**Selected excerpt**

Week Of August 27, 2011
A.V. Club writers Genevieve Koski and Steven Hyden have decided to explore the Billboard charts every month in search of the good, the bad, and the ugly of contemporary pop music in all its forms. This week, they take a look at the country songs chart for August 27, 2011.
Dierks Bentley, “Am I The Only One” (No. 2)
Steven: GK and I had so much fun exploring the nation’s biggest rock songs back in July that we decided to extend our journey outside the Hot 100 and investigate the country chart this month. Dierks Bentley’s “Am I The Only One” reminds me of an observation my friend Joe made once about the parallels between contemporary country and stand-up comedy. A lot of modern country hits are very premise-y, blowing up observations about relationships, pop culture, and/or social conventions into songs or “bits.” For “Am I The Only One,” the premise isn’t necessarily comedic, but it’s pretty relatable to anyone with married friends, or anyone who is the married friend. Basically, Bentley wants to go out on Friday night, but all his pals are too tied up at home to join him. It’s a drag for Bentley “to raise hell all by myself,” but things pick up considerably when “a country cutie with a rock ’n’ roll booty” enters the picture. By the end of the song, Bentley has convinced his lame friends to pick up the guitars and have a little fun tonight, and it’s damn near impossible not to follow suit.
Genevieve: Beer-drinkin’ and good-time-havin’ are themes we’re going to see a lot of on this month’s chart, but this song might be my favorite of the bunch. Not only does it have a more specific premise—wanting to go out and have a good time, but having no one to share said good times with—it has a fun, slightly rowdy energy that’s more appealing to me than the laid-back beach-party vibe that seems to permeate country radio in the summertime. Those types of songs are passive, while this one is active, stomping boots and raising hell instead of sippin’ on a beer with feet in the sand. There’s certainly room for both outlooks on country radio—this one just happens to appeal to me more. And the fact that Dierks Bentley doesn’t seem to take himself or the song too seriously makes it seem like he’s a dude I actually could “get my good time on” with.
Steven’s grade: B+
Genevieve’s grade: B+
Jake Owen, “Barefoot Blue Jean Night” (No. 6)

**Stored data**
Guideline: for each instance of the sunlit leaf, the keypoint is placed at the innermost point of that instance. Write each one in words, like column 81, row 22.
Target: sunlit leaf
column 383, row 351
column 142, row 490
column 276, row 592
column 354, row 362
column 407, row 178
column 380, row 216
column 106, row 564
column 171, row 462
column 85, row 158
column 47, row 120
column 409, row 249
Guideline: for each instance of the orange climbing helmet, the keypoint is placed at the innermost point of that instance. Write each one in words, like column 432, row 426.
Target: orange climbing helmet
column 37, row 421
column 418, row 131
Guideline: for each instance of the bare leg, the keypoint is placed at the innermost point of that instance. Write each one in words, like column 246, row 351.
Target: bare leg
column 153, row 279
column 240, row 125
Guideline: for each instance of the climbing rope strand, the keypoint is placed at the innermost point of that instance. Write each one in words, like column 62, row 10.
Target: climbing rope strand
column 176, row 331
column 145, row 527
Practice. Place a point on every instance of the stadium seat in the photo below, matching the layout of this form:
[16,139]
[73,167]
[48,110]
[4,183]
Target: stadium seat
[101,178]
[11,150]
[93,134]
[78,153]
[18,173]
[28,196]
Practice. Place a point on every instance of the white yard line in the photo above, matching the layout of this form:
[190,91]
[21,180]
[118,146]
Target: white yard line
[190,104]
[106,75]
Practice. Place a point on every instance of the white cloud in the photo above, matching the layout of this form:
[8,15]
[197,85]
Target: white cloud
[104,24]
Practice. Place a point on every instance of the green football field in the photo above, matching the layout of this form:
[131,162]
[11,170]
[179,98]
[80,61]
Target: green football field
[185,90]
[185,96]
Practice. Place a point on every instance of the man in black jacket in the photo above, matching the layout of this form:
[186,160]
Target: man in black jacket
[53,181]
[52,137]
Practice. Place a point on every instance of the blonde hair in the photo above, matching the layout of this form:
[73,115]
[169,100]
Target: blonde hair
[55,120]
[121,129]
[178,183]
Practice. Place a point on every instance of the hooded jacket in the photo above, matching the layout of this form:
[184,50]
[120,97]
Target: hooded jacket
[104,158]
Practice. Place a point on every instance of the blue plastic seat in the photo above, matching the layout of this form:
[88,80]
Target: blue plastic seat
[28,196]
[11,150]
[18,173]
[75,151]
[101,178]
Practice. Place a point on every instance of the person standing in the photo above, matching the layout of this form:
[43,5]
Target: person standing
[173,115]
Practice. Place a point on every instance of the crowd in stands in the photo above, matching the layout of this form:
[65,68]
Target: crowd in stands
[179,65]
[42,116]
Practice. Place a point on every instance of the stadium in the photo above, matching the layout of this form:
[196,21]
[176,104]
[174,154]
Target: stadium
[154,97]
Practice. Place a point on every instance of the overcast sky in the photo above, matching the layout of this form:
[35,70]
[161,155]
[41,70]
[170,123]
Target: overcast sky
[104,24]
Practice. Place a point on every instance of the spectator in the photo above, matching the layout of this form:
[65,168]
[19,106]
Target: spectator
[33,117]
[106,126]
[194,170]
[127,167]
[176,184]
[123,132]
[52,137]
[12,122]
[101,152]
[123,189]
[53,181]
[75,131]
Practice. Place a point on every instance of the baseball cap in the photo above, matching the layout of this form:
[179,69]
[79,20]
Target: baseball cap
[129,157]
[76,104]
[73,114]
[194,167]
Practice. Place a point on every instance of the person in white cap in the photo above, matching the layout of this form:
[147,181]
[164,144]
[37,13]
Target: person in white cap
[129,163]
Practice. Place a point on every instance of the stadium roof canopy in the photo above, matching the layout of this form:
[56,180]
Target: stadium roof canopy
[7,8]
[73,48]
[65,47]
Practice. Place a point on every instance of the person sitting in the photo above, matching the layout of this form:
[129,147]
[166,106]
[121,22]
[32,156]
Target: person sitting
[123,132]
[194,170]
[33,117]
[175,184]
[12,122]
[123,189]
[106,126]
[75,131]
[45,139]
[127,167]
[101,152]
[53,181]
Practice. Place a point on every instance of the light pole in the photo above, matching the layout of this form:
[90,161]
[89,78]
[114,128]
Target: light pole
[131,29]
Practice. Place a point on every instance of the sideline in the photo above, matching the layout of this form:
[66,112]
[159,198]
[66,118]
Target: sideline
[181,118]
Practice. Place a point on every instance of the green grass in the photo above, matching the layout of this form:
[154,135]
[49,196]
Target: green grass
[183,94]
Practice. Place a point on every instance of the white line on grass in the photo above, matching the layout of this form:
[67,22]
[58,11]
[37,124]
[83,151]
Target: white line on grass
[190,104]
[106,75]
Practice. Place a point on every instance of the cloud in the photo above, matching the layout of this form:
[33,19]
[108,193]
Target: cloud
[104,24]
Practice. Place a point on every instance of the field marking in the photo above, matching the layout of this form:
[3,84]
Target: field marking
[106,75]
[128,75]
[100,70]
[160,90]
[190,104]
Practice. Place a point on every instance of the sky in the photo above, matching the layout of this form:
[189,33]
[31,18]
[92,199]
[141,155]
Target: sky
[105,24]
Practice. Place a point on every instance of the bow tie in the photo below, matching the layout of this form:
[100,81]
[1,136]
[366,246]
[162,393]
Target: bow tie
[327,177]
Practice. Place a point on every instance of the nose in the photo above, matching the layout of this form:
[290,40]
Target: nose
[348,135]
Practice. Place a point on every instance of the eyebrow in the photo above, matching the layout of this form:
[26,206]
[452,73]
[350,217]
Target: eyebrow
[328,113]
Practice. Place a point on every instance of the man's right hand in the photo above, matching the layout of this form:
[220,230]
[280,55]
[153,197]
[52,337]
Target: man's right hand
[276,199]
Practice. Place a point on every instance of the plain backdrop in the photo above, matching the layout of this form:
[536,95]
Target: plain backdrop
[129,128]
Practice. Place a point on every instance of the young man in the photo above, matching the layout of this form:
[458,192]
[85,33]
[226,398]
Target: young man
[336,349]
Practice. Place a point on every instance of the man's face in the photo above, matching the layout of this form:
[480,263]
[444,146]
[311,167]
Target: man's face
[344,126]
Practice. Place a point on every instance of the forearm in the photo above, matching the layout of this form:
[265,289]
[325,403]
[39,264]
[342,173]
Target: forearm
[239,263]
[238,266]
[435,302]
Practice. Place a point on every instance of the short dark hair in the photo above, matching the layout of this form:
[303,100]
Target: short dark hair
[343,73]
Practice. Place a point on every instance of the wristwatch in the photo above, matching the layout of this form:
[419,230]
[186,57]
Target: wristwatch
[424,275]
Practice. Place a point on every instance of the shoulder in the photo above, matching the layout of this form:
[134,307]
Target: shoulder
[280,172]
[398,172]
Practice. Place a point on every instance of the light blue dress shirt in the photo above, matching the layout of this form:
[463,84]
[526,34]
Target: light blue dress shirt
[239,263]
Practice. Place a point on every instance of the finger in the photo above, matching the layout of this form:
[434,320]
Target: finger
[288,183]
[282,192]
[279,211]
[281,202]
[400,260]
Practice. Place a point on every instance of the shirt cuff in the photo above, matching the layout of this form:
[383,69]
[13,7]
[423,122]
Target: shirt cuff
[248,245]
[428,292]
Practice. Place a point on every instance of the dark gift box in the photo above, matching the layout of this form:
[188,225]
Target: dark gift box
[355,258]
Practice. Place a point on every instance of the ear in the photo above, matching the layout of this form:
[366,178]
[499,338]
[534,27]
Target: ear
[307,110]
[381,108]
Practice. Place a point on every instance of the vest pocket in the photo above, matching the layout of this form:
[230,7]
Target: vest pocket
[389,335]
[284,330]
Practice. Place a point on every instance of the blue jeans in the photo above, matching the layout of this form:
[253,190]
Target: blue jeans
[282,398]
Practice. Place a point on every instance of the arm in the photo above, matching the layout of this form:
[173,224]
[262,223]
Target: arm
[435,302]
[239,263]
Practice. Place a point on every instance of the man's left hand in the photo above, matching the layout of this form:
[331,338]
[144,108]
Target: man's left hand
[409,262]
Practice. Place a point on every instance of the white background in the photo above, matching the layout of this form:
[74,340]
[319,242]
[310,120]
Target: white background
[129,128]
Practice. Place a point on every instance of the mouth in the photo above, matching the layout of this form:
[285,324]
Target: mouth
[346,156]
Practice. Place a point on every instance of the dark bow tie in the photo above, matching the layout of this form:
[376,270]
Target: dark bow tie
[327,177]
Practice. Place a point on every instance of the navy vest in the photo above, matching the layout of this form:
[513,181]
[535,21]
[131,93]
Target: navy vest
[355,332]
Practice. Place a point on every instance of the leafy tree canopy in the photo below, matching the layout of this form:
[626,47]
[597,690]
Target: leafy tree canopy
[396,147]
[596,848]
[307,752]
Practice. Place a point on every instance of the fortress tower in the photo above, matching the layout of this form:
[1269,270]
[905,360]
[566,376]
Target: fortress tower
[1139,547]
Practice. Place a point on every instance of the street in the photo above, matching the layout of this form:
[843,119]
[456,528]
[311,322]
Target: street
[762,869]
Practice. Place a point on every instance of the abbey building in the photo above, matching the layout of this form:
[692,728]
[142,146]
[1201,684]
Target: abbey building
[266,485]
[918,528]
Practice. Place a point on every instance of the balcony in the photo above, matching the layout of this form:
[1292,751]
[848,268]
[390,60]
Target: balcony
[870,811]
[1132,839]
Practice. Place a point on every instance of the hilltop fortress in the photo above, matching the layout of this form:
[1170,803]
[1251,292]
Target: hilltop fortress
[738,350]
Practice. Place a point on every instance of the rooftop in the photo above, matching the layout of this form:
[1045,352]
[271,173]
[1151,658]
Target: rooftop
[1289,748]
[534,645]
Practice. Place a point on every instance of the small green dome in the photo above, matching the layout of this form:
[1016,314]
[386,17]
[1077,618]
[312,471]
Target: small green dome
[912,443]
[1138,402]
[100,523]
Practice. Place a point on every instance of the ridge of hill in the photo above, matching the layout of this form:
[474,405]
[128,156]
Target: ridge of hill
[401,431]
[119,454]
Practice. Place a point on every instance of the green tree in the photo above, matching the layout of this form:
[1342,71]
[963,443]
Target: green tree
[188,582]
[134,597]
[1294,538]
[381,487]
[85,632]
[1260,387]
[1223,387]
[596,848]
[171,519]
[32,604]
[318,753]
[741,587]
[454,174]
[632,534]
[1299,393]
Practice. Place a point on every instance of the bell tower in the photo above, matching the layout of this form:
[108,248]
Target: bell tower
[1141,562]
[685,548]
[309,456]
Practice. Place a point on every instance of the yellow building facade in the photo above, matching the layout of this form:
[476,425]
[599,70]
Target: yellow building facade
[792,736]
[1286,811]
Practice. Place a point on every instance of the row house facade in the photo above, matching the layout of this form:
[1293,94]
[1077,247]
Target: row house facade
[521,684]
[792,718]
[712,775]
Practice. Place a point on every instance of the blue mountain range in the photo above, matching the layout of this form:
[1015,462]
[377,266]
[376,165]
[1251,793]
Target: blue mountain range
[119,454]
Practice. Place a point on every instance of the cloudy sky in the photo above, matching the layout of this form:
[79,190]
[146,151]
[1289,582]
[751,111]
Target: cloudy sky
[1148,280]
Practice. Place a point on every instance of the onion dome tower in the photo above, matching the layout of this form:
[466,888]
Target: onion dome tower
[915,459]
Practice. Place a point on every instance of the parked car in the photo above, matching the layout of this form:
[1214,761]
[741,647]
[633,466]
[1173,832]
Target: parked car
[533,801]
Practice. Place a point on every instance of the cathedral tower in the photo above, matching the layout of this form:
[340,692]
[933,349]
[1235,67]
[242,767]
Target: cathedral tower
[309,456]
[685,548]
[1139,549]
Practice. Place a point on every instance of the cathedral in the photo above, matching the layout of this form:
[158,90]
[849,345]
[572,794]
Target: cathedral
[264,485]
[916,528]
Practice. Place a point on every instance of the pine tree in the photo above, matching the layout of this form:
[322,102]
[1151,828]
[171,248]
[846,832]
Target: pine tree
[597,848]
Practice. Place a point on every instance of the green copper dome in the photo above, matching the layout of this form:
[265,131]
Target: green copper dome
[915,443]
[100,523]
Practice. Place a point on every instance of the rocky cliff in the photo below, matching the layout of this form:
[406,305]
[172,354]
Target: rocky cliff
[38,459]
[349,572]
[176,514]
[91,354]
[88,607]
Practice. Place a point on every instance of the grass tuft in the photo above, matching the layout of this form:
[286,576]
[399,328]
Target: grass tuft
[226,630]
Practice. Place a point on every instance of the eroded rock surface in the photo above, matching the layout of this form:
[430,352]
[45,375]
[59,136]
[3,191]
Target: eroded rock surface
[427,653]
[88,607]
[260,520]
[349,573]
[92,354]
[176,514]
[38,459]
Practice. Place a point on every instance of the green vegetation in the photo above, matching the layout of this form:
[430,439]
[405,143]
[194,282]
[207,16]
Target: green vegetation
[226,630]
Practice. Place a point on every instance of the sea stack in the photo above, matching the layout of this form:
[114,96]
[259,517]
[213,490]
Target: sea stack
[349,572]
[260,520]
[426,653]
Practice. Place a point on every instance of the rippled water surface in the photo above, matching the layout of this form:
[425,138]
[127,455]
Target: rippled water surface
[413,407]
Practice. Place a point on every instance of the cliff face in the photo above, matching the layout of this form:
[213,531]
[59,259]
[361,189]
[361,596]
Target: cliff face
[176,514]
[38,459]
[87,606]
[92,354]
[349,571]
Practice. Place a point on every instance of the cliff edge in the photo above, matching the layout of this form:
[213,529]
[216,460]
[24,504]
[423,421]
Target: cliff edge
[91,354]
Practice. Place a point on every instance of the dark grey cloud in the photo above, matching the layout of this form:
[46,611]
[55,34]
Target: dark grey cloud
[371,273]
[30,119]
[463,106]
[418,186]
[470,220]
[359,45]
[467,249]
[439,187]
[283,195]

**Objectives**
1. Update the country chart review from the part that opens with the words containing "Week Of August" through the part that closes with "August 27, 2011.", and put "every week" in place of "every month".
2. Please write what comes next in the country chart review, picking up after its last line.
The listing is separate material from the country chart review.

**Solved problems**
1.
Week Of August 27, 2011
A.V. Club writers Genevieve Koski and Steven Hyden have decided to explore the Billboard charts every week in search of the good, the bad, and the ugly of contemporary pop music in all its forms. This week, they take a look at the country songs chart for August 27, 2011.

2.
Genevieve: We’ve commented many times in this column about how today’s male country singers often come across as wimpy pretty-boys compared to their more shit-kicking female counterparts. The current trend of good-time beach-party country singles exemplifies this: The Jimmy Buffett of the Nashville set, Kenny Chesney, is king of this milieu, though Zac Brown Band recently made inroads with “Knee Deep.” Jake Owen picks up that torch and runs with it on “Barefoot Blue Jean Night,” and it’s pretty interchangeable with its brethren, even with that rogue steel guitar mixing things up. There’s nothing particularly interesting about professing a love of drinking beer and hanging out with pretty ladies at the lake, but “Barefoot Blue Jean Night” earns a little extra notice for its anthemic chorus. Everything surrounding it, from Owen’s predictable vocals to the even more predictable lyrics, are blandly likeable enough to tolerate between the catchy “whoa-oh-oh” sing-alongs.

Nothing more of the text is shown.